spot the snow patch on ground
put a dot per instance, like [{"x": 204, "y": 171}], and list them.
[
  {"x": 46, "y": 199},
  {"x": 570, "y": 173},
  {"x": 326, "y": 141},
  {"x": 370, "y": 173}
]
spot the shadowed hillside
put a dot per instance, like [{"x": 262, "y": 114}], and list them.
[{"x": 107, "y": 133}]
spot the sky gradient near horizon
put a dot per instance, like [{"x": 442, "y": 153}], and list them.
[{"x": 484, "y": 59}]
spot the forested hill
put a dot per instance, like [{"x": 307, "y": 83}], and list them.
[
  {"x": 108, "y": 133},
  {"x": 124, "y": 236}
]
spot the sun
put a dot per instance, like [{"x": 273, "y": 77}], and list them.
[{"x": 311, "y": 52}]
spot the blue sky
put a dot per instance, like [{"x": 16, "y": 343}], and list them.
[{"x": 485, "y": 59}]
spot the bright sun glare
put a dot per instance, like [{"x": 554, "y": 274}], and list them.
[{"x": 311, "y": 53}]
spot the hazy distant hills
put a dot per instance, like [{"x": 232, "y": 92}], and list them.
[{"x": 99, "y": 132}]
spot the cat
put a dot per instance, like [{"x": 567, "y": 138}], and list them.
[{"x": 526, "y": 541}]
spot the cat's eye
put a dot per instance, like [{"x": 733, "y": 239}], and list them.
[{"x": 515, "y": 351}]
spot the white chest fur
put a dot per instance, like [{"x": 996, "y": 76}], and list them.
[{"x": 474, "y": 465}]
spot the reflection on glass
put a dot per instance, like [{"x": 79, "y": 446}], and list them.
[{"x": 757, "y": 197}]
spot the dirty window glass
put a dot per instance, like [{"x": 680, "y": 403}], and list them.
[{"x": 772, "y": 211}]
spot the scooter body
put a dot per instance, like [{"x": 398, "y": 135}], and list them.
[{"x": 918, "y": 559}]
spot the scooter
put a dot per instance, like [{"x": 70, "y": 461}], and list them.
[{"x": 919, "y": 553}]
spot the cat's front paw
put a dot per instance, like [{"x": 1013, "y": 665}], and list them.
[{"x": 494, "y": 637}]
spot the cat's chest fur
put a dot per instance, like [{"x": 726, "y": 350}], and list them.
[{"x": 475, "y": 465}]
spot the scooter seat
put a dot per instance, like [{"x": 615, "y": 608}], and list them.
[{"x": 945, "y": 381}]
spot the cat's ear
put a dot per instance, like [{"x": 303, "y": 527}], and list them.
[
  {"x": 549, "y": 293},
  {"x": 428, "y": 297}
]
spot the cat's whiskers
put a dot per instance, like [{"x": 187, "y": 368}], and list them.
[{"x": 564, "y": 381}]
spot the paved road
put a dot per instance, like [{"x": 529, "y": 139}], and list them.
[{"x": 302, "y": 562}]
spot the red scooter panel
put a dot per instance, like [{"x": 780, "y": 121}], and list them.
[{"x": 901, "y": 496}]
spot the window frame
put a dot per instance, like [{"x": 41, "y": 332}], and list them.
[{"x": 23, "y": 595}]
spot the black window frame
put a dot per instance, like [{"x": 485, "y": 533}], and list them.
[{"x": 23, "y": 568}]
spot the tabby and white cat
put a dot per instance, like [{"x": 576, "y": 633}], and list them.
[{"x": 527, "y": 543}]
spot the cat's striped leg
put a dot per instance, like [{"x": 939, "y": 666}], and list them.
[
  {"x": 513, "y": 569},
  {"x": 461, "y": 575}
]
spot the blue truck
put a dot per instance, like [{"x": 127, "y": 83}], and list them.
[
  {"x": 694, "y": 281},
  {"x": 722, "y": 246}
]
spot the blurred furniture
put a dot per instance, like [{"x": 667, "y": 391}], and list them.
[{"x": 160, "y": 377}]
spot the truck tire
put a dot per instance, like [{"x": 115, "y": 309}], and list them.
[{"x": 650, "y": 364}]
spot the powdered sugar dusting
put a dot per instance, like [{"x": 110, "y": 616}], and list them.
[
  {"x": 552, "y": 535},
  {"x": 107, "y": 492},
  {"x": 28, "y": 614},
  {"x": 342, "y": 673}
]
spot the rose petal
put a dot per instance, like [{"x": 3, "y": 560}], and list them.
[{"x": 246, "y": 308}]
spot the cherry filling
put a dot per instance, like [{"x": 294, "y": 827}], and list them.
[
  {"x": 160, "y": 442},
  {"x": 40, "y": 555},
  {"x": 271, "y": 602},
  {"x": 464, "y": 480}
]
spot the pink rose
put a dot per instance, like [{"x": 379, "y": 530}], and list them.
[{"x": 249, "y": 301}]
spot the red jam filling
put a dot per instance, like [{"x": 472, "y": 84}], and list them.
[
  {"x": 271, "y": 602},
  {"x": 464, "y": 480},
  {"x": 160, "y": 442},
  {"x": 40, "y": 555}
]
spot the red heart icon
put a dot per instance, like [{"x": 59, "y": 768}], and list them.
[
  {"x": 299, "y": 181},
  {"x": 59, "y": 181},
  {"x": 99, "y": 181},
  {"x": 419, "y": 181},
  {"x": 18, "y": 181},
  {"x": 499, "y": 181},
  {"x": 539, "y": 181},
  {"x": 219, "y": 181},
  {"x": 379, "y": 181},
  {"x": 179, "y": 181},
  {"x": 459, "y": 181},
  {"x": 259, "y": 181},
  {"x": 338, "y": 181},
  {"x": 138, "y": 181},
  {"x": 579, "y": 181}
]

» **Exercise prompt**
Repeat all of the records above verbatim, keeping every line unchanged.

» **Output for this task**
spot the snow patch on ground
put a dot per instance, like [{"x": 204, "y": 171}], and list them.
[
  {"x": 46, "y": 199},
  {"x": 570, "y": 173},
  {"x": 326, "y": 141},
  {"x": 370, "y": 173}
]
spot the shadowed hillside
put a dot per instance, like [{"x": 262, "y": 114}], and list them.
[{"x": 107, "y": 133}]
spot the sky gradient near horizon
put a dot per instance, like [{"x": 442, "y": 153}], and list them.
[{"x": 484, "y": 59}]
spot the forested hill
put a dot per instance, like [{"x": 307, "y": 83}], and list them.
[
  {"x": 108, "y": 133},
  {"x": 124, "y": 236}
]
spot the sun
put a dot per instance, like [{"x": 273, "y": 77}], and list them.
[{"x": 311, "y": 52}]
spot the blue sky
put a dot per instance, like [{"x": 16, "y": 343}], and list them.
[{"x": 485, "y": 59}]
spot the bright sun glare
put a dot per instance, like [{"x": 554, "y": 274}], and list them.
[{"x": 311, "y": 53}]
spot the hazy distant hills
put a dot per instance, like [{"x": 232, "y": 92}], and list them.
[{"x": 99, "y": 132}]
spot the cat
put a dot per instance, like [{"x": 567, "y": 138}], and list them.
[{"x": 526, "y": 541}]
spot the cat's eye
put a dot per instance, like [{"x": 733, "y": 239}], and list them.
[{"x": 515, "y": 351}]
spot the white chest fur
put a dot per instance, like [{"x": 996, "y": 76}], and list them.
[{"x": 474, "y": 465}]
spot the reflection on glass
put a dot per instance, like [{"x": 79, "y": 446}], and list them.
[{"x": 757, "y": 197}]
spot the dirty window glass
put a dot per instance, like [{"x": 680, "y": 403}], and list them.
[{"x": 772, "y": 211}]
spot the scooter body
put a dot per instance, like [{"x": 398, "y": 135}], and list them.
[{"x": 918, "y": 559}]
spot the scooter
put a dot per instance, like [{"x": 70, "y": 461}], and list them.
[{"x": 919, "y": 553}]
spot the cat's front paw
put a dot per instance, like [{"x": 1013, "y": 665}], and list them.
[{"x": 494, "y": 637}]
spot the cat's chest fur
put a dot per instance, like [{"x": 726, "y": 350}], and list them.
[{"x": 475, "y": 465}]
spot the scooter seat
put a dot per instance, like [{"x": 615, "y": 608}], and list them.
[{"x": 945, "y": 381}]
spot the cat's ear
put a dot per instance, like [{"x": 303, "y": 527}], and list them.
[
  {"x": 549, "y": 293},
  {"x": 428, "y": 297}
]
spot the cat's whiskers
put a dot per instance, like [{"x": 187, "y": 368}], and list them.
[{"x": 564, "y": 381}]
spot the paved road
put a dot per instance, like [{"x": 529, "y": 139}], and list them.
[{"x": 302, "y": 562}]
spot the red scooter panel
put a dot per instance, like [{"x": 780, "y": 121}], and list them.
[{"x": 901, "y": 496}]
spot the window frame
put a dot per instance, like [{"x": 41, "y": 332}], and list them.
[{"x": 23, "y": 595}]
spot the black window frame
put a dot per instance, like [{"x": 485, "y": 533}], and list them.
[{"x": 23, "y": 568}]
spot the tabby and white cat
put a dot per instance, like [{"x": 576, "y": 633}], and list them.
[{"x": 527, "y": 543}]
spot the cat's striped leg
put a dot per instance, like [{"x": 939, "y": 666}], and list them.
[
  {"x": 513, "y": 569},
  {"x": 461, "y": 575}
]
spot the blue truck
put a dot per instance, like [{"x": 127, "y": 83}], and list them.
[
  {"x": 694, "y": 281},
  {"x": 722, "y": 246}
]
spot the blurred furniture
put a dot per instance, like [{"x": 667, "y": 391}], and list them.
[{"x": 160, "y": 377}]
spot the truck tire
put a dot per instance, like [{"x": 115, "y": 309}], and list them.
[{"x": 650, "y": 364}]
spot the powdered sugar dusting
put a dot per instance, like [{"x": 110, "y": 616}], and list them.
[
  {"x": 552, "y": 535},
  {"x": 107, "y": 492},
  {"x": 28, "y": 614},
  {"x": 342, "y": 673}
]
spot the rose petal
put a dot per instance, like [{"x": 3, "y": 560}], and list them.
[{"x": 246, "y": 308}]
spot the cherry filling
put a dot per instance, like [{"x": 294, "y": 827}], and list them.
[
  {"x": 160, "y": 442},
  {"x": 40, "y": 555},
  {"x": 271, "y": 602},
  {"x": 464, "y": 480}
]
spot the pink rose
put a dot per instance, like [{"x": 379, "y": 530}], and list them.
[{"x": 249, "y": 301}]
spot the red jam filling
put a dot per instance, like [{"x": 472, "y": 84}], and list them.
[
  {"x": 271, "y": 602},
  {"x": 464, "y": 480},
  {"x": 160, "y": 442},
  {"x": 40, "y": 555}
]
spot the red heart icon
put a dot per instance, like [{"x": 59, "y": 768}], and list them.
[
  {"x": 299, "y": 181},
  {"x": 59, "y": 181},
  {"x": 99, "y": 181},
  {"x": 419, "y": 181},
  {"x": 18, "y": 181},
  {"x": 499, "y": 181},
  {"x": 539, "y": 181},
  {"x": 219, "y": 181},
  {"x": 379, "y": 181},
  {"x": 179, "y": 181},
  {"x": 459, "y": 181},
  {"x": 259, "y": 181},
  {"x": 338, "y": 181},
  {"x": 138, "y": 181},
  {"x": 579, "y": 181}
]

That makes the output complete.